# Tasks to complete
(1) According to the call for papers, what two things are at the center of a longstanding criticism of mainstream political philosophy?
(2) Repeat the passage of the call for papers that begins with the words containing "Call for papers" and ends with "gender, and race.".
(3) List the intersections the call for papers names where multiple dimensions of violence and oppression occur.

# Source document

----------

Call for papers for a special issue of Krisis


A longstanding criticism of mainstream political philosophy centres on the denial of care work and the assertion of an autarkic, self-sufficient subject. However, in addition to this (rather academic) criticism by care ethics, an extensive body of literature has emerged from lived experiences of political and social struggles, primarily from feminists (of colour) that put friendship, love, and coalition-building center stage (Ahmed, Anzaldúa, Black Lives Matter, Care Collective, Combahee River Collective, Dalla Costa, Federici, hooks, Lorde, Precarias a la deriva, Puig Della Casa, Sandoval, etc.). This crisis of care reveals and acknowledges multiple dimensions of structural, relational, and interpersonal violence and oppression at the intersections of class, gender, and race.

----------

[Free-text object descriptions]
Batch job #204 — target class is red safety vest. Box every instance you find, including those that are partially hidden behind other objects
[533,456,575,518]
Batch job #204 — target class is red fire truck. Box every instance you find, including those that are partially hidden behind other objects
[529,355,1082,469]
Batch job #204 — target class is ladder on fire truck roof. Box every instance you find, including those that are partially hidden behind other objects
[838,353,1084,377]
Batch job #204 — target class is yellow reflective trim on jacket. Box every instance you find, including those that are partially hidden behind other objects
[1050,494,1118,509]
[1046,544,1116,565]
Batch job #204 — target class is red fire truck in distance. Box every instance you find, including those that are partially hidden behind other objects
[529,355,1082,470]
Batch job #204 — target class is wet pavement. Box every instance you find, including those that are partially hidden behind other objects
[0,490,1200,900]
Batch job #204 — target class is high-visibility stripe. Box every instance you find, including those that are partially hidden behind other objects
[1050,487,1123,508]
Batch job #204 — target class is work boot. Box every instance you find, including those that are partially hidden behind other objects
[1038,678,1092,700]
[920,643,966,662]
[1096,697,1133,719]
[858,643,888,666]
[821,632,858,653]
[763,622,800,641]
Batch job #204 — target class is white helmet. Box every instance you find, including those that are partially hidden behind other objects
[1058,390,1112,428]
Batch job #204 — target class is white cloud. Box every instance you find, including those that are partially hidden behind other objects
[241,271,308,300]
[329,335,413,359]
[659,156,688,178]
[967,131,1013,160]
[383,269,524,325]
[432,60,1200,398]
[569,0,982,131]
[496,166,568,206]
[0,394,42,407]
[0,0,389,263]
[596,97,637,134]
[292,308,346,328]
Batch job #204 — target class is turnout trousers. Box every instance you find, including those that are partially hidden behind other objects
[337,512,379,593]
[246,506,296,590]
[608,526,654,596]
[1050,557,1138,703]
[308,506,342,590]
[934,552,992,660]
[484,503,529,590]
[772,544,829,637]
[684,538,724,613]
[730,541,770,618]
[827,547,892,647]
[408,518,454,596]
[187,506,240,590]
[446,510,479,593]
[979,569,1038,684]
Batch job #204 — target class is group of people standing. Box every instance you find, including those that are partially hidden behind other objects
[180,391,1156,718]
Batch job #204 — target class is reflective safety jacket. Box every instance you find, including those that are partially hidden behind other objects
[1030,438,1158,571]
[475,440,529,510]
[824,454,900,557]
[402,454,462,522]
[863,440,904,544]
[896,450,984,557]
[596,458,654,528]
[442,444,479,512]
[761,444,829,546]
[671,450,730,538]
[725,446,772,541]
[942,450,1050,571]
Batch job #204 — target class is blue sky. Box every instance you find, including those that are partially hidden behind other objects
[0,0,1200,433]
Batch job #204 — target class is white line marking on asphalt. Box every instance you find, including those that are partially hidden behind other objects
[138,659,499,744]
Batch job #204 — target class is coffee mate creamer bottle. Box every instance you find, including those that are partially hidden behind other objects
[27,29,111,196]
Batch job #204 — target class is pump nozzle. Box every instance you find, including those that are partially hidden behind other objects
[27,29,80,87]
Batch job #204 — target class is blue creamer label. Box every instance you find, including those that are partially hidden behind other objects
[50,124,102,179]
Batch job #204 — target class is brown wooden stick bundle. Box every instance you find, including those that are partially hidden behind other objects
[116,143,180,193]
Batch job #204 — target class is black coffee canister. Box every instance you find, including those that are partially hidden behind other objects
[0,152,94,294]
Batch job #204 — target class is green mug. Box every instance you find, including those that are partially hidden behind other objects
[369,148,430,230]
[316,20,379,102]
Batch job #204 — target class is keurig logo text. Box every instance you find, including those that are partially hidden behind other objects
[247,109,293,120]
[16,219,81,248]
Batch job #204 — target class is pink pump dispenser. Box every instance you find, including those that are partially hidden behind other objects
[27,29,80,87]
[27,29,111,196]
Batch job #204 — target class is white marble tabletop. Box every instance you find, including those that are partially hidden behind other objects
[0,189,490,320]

----------

# Replies
(1) The denial of care work and the assertion of an autarkic, self-sufficient subject.

(2)
Call for papers for a special issue of Krisis


A longstanding criticism of mainstream political philosophy centres on the denial of care work and the assertion of an autarkic, self-sufficient subject. However, in addition to this (rather academic) criticism by care ethics, an extensive body of literature has emerged from lived experiences of political and social struggles, primarily from feminists (of colour) that put friendship, love, and coalition-building center stage (Ahmed, Anzaldúa, Black Lives Matter, Care Collective, Combahee River Collective, Dalla Costa, Federici, hooks, Lorde, Precarias a la deriva, Puig Della Casa, Sandoval, etc.). This crisis of care reveals and acknowledges multiple dimensions of structural, relational, and interpersonal violence and oppression at the intersections of class, gender, and race.

(3) Class, gender, and race.